TEXTAUSZUG:
• • •

Wir haben genügend Ausstattung,
von FFP2- und FFP3-Masken bis hin zu Einmalhandschuhen.Peter Kremer, stellvertretender Leiter der Bereitschaftspolizei

Und wie sieht es mit Schutzausrüstung aus?

von FFP2- und FFP3-Masken bis hin zu Einmalhandschuhen.

In der Kritik steht nun, dass die Gesundheitsämter Daten über Infizierte an die Polizei übermittelt? Ist das auch bei Ihnen Thema?

Kremer: Nein, bisher nicht. Wir sind generell immer auf der Hut. Weil wir nie wissen, ob unser Gegenüber eine ansteckende Krankheit in sich trägt. Hier mussten wir die Kollegen nicht eigens schulen, sondern nur sensibilisieren. Die Verhaltensregeln sind die alten, nur jetzt gilt: Jeder kann infiziert sein.

Wie erleben Sie die Menschen in diesen Krisenzeiten mit den teils massiven Einschränkungen?

Kremer: Die Polizei wird als positiver Ansprechpartner empfunden. Das Grundvertrauen in staatliche Institutionen wird eher stärker, so ist mein Eindruck. Die Polizei ist als Ansprechpartner gefragt, auch für Menschen, die Ängste haben.

Es gelten Kontaktbeschränkungen, immer wieder gibt es Verschärfungen. Bei vielen Menschen herrscht Unsicherheit, was jetzt eigentlich erlaubt ist und was nicht. Wie gehen Sie damit um?

Kremer: Es klingt komplexer als es ist. Der gesunde Menschenverstand hilft hier auf beiden Seiten. Natürlich gibt es Situationen, in denen Unklarheit herrscht, etwa wenn eine Patchworkfamilie zusammen im Park sitzt. Gehören die alle zu einem Haushalt, wer ist wie mit wem verwandt? Aber hier gilt es nachzufragen, verhältnismäßig zu agieren und auch zu akzeptieren, dass es keine 100-prozentige Sicherheit gibt. Wir erleben die Menschen als sehr vernünftig. Meistens reicht eine Ansprache oder die Aufforderung sich zu zerstreuen.

Die Menschen sind viel zu Hause, für Einbrecher oder andere Kriminelle sind das schlechte Zeiten. Das müsste Ihnen als Polizei ja entgegenkommen?

Kremer: Ja, ganz deutlich ist der Rückgang an klassischen Straftaten im öffentlichen Raum, aber auch zum Beispiel an Verkehrsunfällen. Eine logische Folge des allgemeinen Stillstandes. Dem folgen aber natürlich Betrugsversuche über soziale Medien und das Internet. Zum ökonomischen Stress durch eine unsichere wirtschaftliche Situation, kommt es zu ungewohnten Daueraufenthalten zuhause, für Erwachsene und Kinder. Zumindest die häuslichen Folgen kennen wir etwa aus den Weihnachtsferien. Diese Probleme kommen aber noch nicht in objektiven Fällen an. Hier sind vor allem die Reviere vor Ort im Einsatz.

• • •

GEGEBENES MATERIAL:
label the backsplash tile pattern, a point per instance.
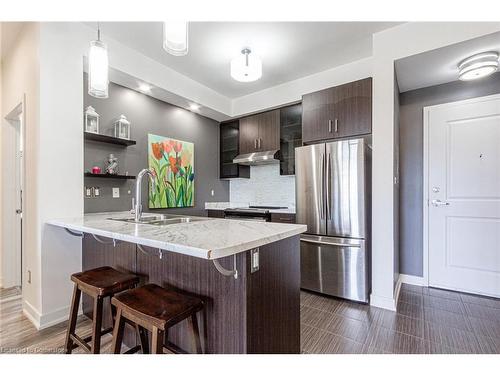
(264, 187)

• • •

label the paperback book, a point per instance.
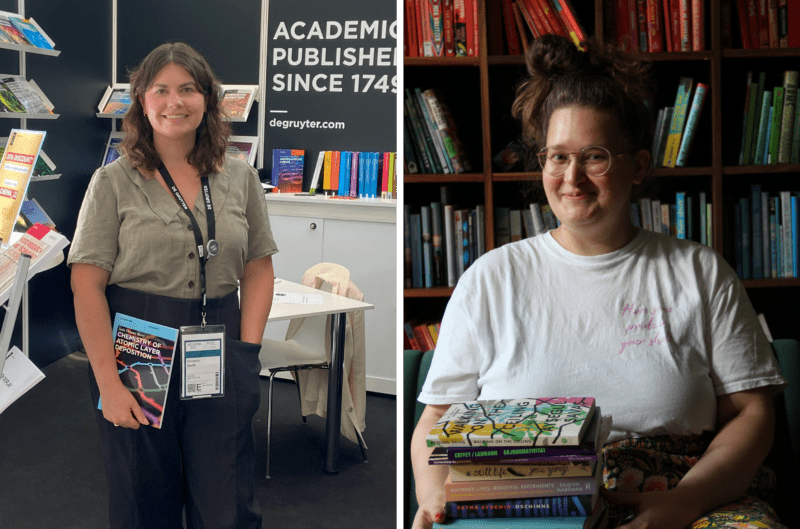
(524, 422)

• • •

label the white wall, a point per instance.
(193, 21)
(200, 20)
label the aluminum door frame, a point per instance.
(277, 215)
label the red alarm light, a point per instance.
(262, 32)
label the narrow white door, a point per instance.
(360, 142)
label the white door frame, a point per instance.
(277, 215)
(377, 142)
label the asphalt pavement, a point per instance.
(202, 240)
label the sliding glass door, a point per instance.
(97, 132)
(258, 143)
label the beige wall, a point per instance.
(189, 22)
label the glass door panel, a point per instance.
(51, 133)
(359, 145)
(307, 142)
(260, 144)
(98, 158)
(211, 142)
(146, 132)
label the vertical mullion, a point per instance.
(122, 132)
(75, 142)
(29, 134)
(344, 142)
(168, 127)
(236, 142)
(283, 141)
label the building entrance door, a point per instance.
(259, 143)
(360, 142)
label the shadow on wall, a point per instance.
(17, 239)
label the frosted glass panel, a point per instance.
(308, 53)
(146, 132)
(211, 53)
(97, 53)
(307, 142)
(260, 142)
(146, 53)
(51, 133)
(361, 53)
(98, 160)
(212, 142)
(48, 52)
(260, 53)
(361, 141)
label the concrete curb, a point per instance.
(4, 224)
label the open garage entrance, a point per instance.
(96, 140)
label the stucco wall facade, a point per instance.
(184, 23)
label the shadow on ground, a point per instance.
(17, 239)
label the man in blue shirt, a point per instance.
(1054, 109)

• • •

AUFGABE:
Übertragen Sie den Satz „Wir erleben die Menschen als sehr vernünftig.“ aus dem Textauszug ins Englische.

LÖSUNG:
We find people to be very reasonable.